== Exercise brief ==
Reproduce verbatim the lines below, starting at the line that contains "of the metal" and continuing through the final line, with both ends included.
[start of Dataset excerpts]
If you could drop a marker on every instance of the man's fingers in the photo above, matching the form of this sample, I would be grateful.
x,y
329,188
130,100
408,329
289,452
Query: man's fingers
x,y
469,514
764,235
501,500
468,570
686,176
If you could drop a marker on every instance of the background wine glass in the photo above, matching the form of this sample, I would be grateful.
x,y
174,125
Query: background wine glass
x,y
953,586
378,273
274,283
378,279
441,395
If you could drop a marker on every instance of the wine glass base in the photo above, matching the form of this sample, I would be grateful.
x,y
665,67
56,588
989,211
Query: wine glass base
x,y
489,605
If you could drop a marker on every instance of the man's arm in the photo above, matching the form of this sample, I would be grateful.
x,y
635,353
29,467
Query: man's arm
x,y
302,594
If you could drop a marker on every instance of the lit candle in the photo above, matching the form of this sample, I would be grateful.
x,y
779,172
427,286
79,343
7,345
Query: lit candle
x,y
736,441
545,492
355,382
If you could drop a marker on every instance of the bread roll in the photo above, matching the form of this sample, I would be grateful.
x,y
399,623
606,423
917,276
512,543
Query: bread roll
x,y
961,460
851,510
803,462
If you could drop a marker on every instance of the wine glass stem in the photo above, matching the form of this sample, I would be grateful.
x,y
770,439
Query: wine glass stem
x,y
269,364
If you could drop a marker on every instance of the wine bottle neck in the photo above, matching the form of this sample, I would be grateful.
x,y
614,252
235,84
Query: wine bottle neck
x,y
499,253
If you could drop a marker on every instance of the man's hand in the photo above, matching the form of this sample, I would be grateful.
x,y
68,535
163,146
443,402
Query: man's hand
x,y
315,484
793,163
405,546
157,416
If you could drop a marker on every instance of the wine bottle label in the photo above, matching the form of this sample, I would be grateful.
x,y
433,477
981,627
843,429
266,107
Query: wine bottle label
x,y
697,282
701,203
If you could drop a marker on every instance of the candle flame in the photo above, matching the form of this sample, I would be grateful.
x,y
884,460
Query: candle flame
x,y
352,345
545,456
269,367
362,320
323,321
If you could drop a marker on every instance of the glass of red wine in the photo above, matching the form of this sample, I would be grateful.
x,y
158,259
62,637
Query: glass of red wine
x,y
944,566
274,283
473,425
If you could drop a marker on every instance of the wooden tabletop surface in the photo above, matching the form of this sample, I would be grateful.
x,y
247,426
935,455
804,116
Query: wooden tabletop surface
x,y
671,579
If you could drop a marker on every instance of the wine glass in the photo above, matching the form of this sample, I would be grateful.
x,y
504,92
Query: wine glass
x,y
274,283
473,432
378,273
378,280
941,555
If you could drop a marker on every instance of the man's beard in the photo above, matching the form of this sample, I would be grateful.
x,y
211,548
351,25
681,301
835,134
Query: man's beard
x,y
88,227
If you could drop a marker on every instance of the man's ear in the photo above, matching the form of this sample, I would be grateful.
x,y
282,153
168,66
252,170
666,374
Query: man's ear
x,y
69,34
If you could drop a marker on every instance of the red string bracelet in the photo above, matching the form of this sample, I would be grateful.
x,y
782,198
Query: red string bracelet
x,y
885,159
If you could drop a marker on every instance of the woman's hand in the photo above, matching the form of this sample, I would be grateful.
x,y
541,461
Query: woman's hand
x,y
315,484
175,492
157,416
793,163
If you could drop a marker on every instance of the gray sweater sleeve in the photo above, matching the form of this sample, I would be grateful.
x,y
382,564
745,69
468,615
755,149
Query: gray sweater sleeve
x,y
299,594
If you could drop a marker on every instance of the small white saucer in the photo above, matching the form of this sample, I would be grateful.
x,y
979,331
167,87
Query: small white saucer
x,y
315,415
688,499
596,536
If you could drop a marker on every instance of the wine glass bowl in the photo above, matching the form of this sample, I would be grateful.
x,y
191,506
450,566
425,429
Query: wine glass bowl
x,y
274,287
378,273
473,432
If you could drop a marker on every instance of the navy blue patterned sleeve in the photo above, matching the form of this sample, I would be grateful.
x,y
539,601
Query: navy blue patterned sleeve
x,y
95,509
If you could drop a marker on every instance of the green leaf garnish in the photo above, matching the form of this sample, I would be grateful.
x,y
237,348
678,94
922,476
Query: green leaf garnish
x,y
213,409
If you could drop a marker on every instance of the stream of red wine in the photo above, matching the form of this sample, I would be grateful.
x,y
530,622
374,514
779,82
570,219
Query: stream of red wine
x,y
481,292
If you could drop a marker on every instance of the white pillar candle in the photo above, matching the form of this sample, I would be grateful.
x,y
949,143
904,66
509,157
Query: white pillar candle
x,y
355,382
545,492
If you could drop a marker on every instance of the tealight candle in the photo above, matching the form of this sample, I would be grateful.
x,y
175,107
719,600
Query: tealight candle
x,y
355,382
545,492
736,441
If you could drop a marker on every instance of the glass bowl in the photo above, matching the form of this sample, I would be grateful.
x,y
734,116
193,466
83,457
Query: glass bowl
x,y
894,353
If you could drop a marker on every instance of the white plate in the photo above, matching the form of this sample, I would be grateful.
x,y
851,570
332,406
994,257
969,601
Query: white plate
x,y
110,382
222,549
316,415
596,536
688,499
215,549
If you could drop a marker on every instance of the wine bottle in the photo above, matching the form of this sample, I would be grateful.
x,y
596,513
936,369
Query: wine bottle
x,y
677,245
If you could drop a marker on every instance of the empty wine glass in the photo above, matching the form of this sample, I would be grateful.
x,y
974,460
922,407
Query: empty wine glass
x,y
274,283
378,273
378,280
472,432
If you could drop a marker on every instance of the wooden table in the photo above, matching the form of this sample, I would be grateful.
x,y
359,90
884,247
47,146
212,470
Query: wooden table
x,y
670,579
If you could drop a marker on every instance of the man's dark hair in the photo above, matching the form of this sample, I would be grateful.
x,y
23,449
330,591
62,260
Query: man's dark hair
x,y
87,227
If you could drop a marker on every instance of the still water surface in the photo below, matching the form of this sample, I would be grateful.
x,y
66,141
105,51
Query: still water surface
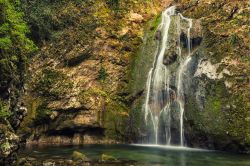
x,y
144,155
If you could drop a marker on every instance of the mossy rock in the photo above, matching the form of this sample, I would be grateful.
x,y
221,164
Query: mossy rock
x,y
105,157
78,156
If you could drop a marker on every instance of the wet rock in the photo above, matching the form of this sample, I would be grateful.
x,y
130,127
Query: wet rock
x,y
105,158
49,163
135,17
78,156
170,58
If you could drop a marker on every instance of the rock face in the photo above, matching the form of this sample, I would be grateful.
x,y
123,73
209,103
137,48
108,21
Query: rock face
x,y
217,102
87,80
218,114
78,90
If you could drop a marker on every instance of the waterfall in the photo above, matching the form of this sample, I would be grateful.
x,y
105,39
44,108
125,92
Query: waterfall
x,y
160,94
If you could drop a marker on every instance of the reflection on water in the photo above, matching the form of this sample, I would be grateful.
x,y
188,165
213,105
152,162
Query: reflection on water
x,y
144,155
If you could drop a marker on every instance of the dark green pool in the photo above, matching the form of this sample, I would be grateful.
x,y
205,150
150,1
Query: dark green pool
x,y
144,155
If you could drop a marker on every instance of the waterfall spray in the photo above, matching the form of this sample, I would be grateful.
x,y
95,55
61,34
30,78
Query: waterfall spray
x,y
159,95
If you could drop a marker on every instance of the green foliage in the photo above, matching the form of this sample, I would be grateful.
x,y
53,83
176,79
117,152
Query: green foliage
x,y
102,74
4,111
15,47
78,156
42,114
113,3
52,84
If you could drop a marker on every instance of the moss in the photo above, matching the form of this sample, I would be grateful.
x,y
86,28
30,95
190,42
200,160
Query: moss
x,y
42,115
4,111
105,157
78,156
102,74
52,84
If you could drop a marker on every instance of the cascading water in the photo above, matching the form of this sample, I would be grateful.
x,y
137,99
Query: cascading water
x,y
165,84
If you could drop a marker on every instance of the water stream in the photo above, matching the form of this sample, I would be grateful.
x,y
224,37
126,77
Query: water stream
x,y
165,85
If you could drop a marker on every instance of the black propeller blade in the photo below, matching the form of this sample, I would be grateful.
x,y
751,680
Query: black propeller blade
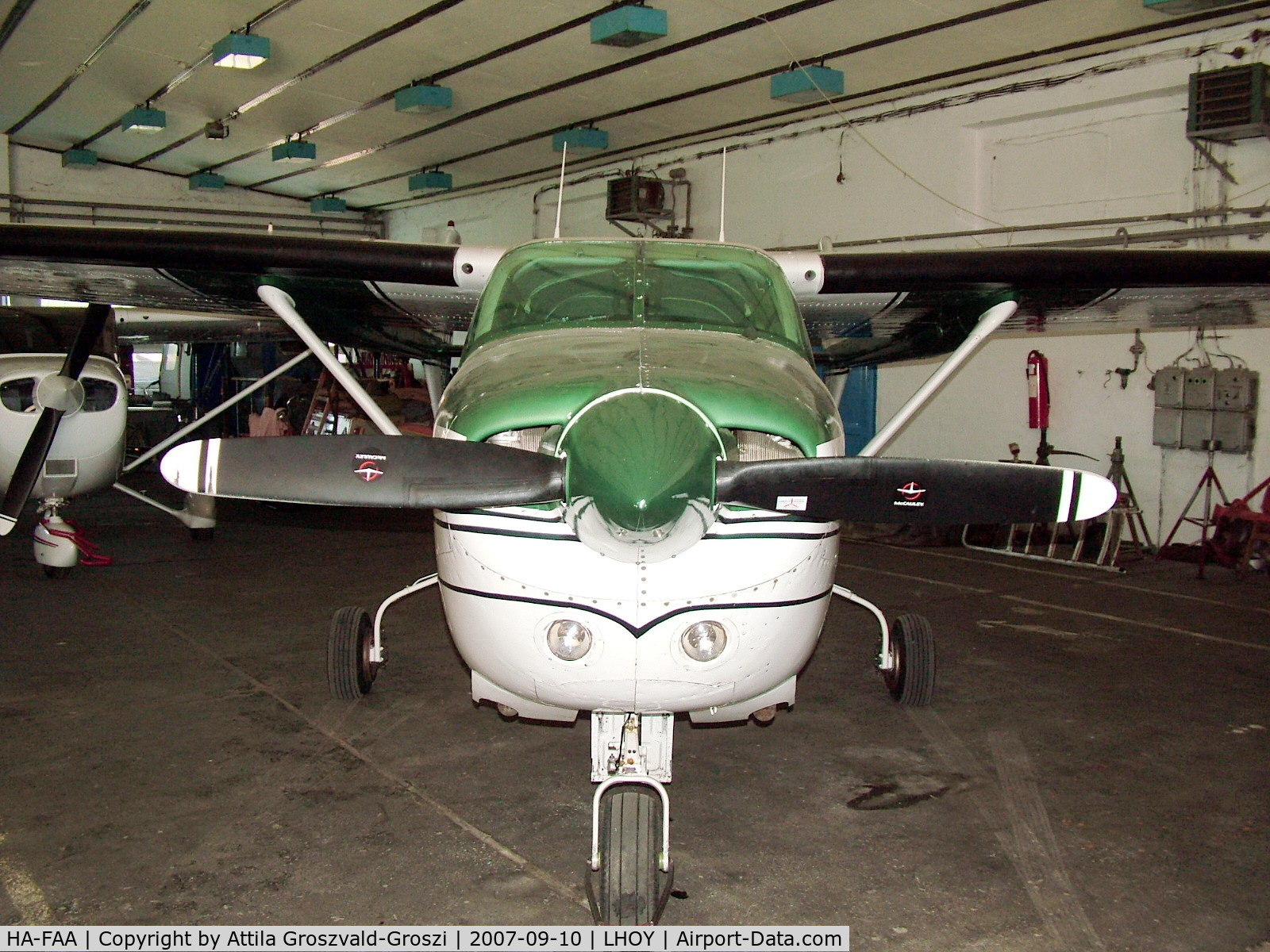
x,y
60,397
920,492
402,473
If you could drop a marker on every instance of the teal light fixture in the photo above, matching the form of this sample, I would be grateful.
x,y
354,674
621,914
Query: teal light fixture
x,y
581,140
295,152
144,120
327,205
206,182
423,98
79,159
806,84
630,25
433,181
241,51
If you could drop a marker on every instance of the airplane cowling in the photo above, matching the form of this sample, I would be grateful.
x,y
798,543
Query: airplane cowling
x,y
641,457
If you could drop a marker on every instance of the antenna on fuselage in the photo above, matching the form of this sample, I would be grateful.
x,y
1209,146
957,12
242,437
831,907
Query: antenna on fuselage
x,y
564,158
723,194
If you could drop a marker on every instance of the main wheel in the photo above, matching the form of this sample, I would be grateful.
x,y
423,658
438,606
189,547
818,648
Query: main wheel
x,y
630,839
912,682
349,670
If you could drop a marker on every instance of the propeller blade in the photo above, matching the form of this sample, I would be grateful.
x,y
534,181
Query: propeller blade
x,y
402,473
31,463
920,492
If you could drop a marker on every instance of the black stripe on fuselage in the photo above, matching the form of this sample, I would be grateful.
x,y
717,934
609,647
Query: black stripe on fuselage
x,y
635,631
514,533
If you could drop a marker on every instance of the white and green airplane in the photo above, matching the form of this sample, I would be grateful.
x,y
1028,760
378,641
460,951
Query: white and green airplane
x,y
639,475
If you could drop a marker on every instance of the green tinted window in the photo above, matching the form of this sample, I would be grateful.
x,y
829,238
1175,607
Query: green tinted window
x,y
633,283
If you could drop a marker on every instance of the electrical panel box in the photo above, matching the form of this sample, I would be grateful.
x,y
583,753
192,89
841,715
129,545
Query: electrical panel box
x,y
1168,384
1233,431
1203,408
1236,389
1198,389
1229,105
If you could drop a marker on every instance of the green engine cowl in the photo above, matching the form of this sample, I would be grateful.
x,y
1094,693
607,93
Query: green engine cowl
x,y
645,463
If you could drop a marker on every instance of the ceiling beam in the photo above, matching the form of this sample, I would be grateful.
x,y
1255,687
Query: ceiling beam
x,y
125,22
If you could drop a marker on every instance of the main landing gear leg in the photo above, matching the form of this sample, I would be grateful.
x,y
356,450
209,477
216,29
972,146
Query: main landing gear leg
x,y
630,873
907,655
355,651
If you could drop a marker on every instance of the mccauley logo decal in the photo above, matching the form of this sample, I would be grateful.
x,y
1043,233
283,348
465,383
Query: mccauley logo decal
x,y
911,493
366,466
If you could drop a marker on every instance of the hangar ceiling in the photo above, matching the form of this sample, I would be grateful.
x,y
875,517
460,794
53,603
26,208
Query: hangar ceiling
x,y
520,73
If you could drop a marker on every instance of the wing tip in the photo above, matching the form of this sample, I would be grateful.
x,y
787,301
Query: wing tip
x,y
1098,495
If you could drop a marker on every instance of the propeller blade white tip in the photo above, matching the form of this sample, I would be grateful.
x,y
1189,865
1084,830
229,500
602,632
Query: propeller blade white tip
x,y
1098,495
184,466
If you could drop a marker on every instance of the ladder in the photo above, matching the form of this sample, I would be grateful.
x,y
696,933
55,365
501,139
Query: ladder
x,y
1028,541
324,408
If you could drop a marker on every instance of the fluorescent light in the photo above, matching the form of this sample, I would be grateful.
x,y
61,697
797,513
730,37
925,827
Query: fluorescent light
x,y
241,51
432,181
144,120
423,98
327,203
295,150
206,182
581,140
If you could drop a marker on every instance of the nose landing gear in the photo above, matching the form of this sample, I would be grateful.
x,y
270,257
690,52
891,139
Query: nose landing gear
x,y
630,873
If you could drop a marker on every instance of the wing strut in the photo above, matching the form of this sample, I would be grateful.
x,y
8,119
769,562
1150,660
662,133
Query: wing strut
x,y
991,319
285,306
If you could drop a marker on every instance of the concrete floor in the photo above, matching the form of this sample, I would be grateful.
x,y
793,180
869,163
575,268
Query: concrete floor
x,y
1095,774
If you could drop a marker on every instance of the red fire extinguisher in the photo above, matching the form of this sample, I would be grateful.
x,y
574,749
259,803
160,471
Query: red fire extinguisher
x,y
1038,391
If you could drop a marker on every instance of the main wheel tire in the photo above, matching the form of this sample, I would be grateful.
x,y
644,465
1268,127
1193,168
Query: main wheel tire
x,y
912,682
630,839
349,670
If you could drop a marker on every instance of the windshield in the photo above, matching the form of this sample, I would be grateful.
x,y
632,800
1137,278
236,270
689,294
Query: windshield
x,y
639,283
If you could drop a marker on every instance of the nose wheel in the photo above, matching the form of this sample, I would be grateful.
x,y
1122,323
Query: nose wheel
x,y
351,668
630,876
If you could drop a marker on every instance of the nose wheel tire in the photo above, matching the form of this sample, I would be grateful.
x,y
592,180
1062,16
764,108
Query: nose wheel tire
x,y
912,681
349,670
630,889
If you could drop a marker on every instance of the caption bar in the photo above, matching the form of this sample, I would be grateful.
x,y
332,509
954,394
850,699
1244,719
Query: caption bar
x,y
454,939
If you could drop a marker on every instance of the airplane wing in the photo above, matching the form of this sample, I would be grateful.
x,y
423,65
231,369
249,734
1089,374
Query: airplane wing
x,y
378,295
859,308
878,308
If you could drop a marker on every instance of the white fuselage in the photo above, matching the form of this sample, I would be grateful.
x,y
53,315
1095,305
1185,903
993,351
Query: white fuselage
x,y
87,454
507,575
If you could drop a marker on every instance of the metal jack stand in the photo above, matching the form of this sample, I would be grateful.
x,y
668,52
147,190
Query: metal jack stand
x,y
1124,514
1206,520
1024,541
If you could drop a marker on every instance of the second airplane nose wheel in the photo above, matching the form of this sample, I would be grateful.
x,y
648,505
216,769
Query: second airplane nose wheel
x,y
912,681
349,666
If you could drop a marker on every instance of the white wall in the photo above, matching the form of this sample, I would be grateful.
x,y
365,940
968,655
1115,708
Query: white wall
x,y
1096,139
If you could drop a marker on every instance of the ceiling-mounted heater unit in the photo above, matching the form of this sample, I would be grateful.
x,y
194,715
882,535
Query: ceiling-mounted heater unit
x,y
1229,105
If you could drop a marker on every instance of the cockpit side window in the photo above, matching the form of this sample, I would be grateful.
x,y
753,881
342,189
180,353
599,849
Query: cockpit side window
x,y
18,395
98,393
639,283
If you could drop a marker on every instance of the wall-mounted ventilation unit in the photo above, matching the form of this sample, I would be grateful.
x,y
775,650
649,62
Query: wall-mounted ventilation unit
x,y
1229,105
647,200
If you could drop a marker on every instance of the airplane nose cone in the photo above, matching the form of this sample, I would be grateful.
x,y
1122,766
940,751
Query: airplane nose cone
[end of Dataset excerpts]
== The reply ==
If you could drop a marker on every instance of the metal jack stand in the photo above, matching the form of this sample, I would be grateful.
x,y
668,52
147,190
Query: metal jack stand
x,y
1124,514
1206,520
1024,541
If you could drop a marker on every instance of the second airplane nose wheel in the photo above, matching the form of this sample, I would be grateful.
x,y
648,505
216,769
Query: second airplane nose wheel
x,y
912,681
349,666
If you could drop a marker on every instance of the white wall in the photo above, matching the form of this sample, I would be grateful.
x,y
365,940
968,655
1115,708
Query: white wall
x,y
1096,139
If you could drop a marker on every instance of the ceiling-mounted heater unit in the photo above, matching the form of this sample, I would be grateful.
x,y
194,715
882,535
Query: ceiling-mounted heater unit
x,y
1229,105
If you could drop a marker on every instance of the cockpit side window in the photo above, matching the form of this sample, I would be grateful.
x,y
753,881
342,189
180,353
599,849
Query: cockpit side window
x,y
18,395
98,393
639,283
If you could drop a marker on every instance of the wall-mounted ventilation unit in the photo above, matching the form of this sample, I would be grateful.
x,y
775,650
649,62
Query: wall-mounted ventilation unit
x,y
1229,105
647,200
If you could drop a marker on every instance of the airplane nose cone in the photo above, matching the form of this sample, I would be grateful.
x,y
1122,766
940,751
Query: airplane nose cone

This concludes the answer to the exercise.